(WHAT YOU ARE ASKED TO DO)
Return the lines of the records unchanged, from the line with "Locate every instance of the football player in white" through the last line of the records, including both ends.

(ENTRIES PROVIDED)
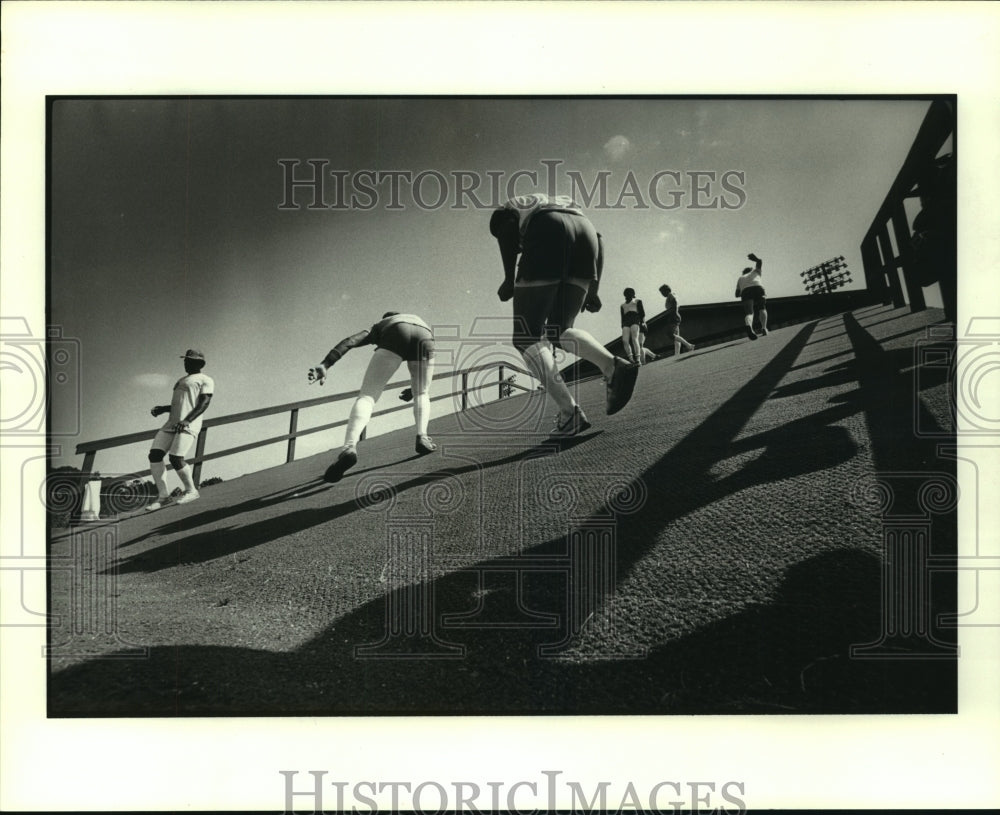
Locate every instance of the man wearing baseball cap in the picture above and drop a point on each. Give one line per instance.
(192, 394)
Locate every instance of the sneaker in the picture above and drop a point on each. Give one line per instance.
(425, 445)
(620, 385)
(347, 459)
(576, 423)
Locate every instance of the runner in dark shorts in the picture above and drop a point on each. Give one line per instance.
(558, 277)
(751, 292)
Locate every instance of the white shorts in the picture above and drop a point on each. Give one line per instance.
(175, 444)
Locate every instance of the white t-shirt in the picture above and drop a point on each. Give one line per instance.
(187, 389)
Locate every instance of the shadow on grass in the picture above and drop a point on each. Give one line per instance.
(786, 656)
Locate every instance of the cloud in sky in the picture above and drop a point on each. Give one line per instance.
(617, 147)
(673, 228)
(153, 380)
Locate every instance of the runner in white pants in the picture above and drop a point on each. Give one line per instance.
(191, 396)
(398, 338)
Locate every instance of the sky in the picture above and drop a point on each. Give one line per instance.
(173, 226)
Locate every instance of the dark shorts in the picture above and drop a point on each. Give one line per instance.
(753, 298)
(558, 245)
(545, 311)
(411, 342)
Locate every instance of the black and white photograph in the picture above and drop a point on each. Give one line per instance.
(353, 411)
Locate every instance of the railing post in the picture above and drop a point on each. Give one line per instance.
(199, 451)
(902, 232)
(293, 426)
(890, 268)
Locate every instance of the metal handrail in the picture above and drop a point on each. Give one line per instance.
(89, 449)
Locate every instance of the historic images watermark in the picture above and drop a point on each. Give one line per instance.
(311, 183)
(546, 794)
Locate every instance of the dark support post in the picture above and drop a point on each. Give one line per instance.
(889, 268)
(199, 451)
(902, 231)
(293, 426)
(874, 276)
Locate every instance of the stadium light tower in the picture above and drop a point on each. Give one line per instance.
(829, 275)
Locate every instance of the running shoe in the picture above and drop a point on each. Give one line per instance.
(425, 445)
(576, 423)
(620, 385)
(347, 459)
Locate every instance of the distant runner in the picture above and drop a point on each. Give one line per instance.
(751, 291)
(673, 318)
(191, 397)
(633, 315)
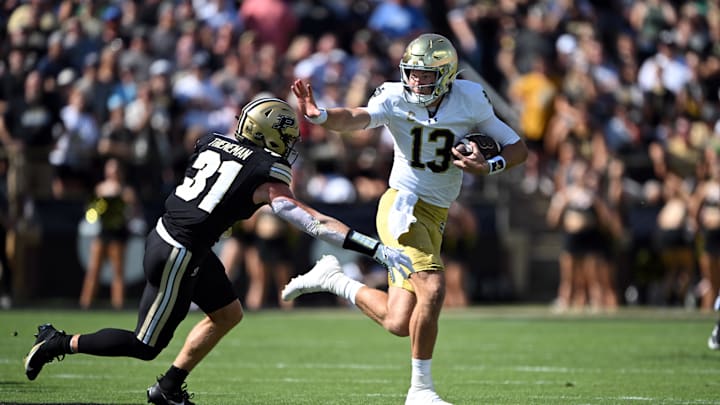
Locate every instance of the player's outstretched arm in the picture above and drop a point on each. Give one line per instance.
(337, 119)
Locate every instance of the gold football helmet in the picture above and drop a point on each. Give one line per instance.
(271, 123)
(429, 52)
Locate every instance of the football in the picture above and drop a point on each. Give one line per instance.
(487, 145)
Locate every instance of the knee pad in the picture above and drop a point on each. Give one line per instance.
(145, 352)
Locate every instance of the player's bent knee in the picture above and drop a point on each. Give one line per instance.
(228, 316)
(146, 352)
(401, 329)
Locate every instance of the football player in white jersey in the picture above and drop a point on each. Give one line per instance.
(427, 113)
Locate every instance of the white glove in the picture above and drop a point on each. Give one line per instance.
(393, 258)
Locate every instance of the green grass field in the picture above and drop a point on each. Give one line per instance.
(485, 355)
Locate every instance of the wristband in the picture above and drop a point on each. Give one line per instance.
(360, 243)
(320, 119)
(497, 164)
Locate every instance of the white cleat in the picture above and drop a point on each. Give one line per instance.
(714, 339)
(318, 279)
(424, 397)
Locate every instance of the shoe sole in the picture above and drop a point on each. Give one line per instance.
(28, 359)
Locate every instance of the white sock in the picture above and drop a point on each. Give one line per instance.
(421, 376)
(343, 286)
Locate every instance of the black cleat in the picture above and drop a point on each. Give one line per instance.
(158, 396)
(46, 349)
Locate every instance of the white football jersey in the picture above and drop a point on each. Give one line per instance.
(423, 162)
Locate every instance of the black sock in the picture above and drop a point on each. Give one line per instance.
(173, 379)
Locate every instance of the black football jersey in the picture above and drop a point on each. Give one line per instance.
(218, 188)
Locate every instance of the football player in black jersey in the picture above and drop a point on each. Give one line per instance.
(226, 180)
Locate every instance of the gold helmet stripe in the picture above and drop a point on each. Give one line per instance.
(251, 105)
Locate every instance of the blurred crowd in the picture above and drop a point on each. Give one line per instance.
(620, 94)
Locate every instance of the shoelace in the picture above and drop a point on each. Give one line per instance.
(185, 394)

(CORRECT OUTPUT)
Locate every instance of the football player in white jersey in the picture above and drop a point on each. Give one line per instance.
(427, 113)
Locate every instance of the white glove in the picture above and drop a point on each. Give one line per instance.
(393, 258)
Locate every instance of the green grass field in the picture above and drop a point on each. Give one line per instance.
(485, 355)
Locate every instance of the wristband in the picture above and drop a point on each. Give one line per instance.
(360, 243)
(320, 119)
(497, 164)
Locate every instance of the white cleat in the picture above and drop a point on each. Give one line per instance.
(714, 339)
(318, 279)
(424, 397)
Locate every instance of the shoe sole in the picture above and drop a point on each. Give one line per instance.
(28, 359)
Locate every instance of the white sock in the picture above and drop a point on each. Give one line per instance.
(421, 376)
(343, 286)
Locate every instance of the black cleat in the picture above and drop a point on each. Give one line per instance.
(158, 396)
(46, 349)
Locate every instance of the white football jersey in the picture above and drop a point on each. Give one line per instance.
(423, 162)
Locate every instance of the black sock in the picture above and drop a point on each. Give one line per instance.
(173, 379)
Locate every instance of the black football jersey in the picture above and drop a point on each. Give one line per instance.
(218, 188)
Locate every instance of the football player in black jersey in the picture above and drop a point on each. Give one line per instance.
(226, 180)
Locate every instance of the gold helmet stripe in the picture above and drop a point on each. Give one line per instance.
(251, 105)
Locate every instance of the blurred crowd in the picture above and drop a point on each. Give one line per instance.
(620, 94)
Locate every instance of the shoelace in the picture above and drop a point on each. Give one line per instance.
(185, 394)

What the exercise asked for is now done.